■ **Materials provided**:
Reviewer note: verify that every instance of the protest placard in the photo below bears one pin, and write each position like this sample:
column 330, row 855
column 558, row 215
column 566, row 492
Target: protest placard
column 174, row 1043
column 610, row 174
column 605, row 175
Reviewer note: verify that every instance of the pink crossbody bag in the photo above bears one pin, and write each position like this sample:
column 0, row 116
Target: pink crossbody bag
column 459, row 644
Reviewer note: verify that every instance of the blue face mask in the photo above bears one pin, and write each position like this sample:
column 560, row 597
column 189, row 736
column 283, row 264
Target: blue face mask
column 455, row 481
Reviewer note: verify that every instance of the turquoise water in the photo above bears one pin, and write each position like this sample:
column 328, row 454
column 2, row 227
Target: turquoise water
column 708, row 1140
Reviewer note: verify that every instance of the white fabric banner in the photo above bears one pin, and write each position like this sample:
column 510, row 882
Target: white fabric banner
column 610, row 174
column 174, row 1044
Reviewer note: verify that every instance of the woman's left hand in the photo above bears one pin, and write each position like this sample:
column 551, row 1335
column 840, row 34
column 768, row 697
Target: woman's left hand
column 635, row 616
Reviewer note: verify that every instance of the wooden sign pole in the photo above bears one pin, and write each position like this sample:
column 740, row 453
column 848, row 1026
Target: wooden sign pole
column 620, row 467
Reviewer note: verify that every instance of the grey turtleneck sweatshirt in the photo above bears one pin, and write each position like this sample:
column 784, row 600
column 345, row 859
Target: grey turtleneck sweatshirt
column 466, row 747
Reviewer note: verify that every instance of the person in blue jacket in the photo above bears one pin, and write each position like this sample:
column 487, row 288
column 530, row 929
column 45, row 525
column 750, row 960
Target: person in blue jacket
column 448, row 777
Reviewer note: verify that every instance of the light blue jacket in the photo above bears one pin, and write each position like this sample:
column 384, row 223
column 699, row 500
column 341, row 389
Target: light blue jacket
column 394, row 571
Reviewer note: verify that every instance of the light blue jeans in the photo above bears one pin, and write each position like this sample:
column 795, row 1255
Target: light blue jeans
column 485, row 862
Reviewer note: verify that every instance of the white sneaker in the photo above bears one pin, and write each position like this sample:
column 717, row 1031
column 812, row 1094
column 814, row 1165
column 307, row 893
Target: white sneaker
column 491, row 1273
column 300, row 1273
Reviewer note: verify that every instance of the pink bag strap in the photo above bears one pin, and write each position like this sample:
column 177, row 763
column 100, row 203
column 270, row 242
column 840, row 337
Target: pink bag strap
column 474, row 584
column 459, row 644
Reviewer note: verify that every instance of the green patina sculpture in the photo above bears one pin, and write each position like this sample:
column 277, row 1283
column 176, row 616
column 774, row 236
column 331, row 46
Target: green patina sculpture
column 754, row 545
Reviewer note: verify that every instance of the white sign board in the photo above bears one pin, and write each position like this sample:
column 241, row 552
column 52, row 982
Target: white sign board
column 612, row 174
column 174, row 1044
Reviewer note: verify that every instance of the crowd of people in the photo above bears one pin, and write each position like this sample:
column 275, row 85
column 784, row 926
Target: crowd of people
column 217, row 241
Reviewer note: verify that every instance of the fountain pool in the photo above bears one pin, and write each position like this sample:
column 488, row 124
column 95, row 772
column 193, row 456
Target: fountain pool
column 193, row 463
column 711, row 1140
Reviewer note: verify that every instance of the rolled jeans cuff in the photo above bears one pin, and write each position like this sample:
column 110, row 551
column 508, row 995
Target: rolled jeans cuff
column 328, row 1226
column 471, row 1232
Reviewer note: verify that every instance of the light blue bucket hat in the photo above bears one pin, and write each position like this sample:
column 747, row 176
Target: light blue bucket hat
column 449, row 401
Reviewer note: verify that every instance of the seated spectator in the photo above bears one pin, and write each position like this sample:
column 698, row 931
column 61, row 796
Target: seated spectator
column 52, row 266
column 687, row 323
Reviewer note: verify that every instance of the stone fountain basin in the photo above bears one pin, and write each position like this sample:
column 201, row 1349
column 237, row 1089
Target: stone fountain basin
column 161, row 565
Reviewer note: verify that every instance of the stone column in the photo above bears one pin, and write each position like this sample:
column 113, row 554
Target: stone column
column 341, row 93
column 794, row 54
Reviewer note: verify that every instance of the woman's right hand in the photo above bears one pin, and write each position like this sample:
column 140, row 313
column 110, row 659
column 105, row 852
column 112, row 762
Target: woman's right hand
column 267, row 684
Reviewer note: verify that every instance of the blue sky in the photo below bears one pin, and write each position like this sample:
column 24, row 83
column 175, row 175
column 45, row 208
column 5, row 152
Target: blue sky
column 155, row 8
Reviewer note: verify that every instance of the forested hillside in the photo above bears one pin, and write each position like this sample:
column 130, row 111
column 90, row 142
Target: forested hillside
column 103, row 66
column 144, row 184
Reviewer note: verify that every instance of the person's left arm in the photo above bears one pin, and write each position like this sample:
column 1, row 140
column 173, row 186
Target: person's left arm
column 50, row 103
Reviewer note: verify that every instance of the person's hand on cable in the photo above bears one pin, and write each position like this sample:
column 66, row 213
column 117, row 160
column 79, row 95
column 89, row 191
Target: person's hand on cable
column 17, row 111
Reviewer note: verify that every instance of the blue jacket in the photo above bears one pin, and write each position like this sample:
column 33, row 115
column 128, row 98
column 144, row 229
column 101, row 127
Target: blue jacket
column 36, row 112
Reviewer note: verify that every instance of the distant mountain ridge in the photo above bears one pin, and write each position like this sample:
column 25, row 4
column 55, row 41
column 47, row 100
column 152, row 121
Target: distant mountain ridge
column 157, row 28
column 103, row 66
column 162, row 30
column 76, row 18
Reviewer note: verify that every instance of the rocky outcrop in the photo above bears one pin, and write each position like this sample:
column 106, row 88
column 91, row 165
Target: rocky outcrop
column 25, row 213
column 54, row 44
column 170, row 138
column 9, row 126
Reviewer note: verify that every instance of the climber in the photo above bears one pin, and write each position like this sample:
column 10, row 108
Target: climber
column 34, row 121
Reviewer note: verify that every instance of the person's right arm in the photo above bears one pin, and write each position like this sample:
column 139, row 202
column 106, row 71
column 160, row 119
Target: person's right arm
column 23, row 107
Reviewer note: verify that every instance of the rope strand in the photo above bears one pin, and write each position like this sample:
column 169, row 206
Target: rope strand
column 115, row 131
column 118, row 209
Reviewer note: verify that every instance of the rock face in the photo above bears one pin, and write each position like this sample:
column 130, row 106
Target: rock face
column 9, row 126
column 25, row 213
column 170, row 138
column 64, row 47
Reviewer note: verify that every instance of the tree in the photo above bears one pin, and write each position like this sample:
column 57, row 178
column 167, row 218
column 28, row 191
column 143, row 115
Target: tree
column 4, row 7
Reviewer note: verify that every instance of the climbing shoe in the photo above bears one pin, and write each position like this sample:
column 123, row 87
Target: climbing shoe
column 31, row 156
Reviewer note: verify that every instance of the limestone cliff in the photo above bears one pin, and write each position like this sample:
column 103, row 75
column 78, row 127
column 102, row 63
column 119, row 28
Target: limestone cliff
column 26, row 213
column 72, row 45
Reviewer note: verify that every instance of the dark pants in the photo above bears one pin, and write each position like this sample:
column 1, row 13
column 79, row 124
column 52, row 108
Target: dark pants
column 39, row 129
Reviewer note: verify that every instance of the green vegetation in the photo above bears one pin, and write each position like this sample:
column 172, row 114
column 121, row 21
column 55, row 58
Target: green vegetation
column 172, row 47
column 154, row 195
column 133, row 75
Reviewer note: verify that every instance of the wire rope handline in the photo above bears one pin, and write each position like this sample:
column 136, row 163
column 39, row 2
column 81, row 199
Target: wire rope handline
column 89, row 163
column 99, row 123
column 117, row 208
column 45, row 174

■ **Short task**:
Copy out the data from the line containing "Reviewer note: verify that every instance of the rock face" through the line containing "column 64, row 47", keeping every line identical.

■ **Final result**:
Reviewer note: verify that every instance of the rock face in the photo above bears one pin, and write each position like this sample:
column 130, row 106
Target: rock face
column 9, row 126
column 25, row 213
column 170, row 138
column 64, row 47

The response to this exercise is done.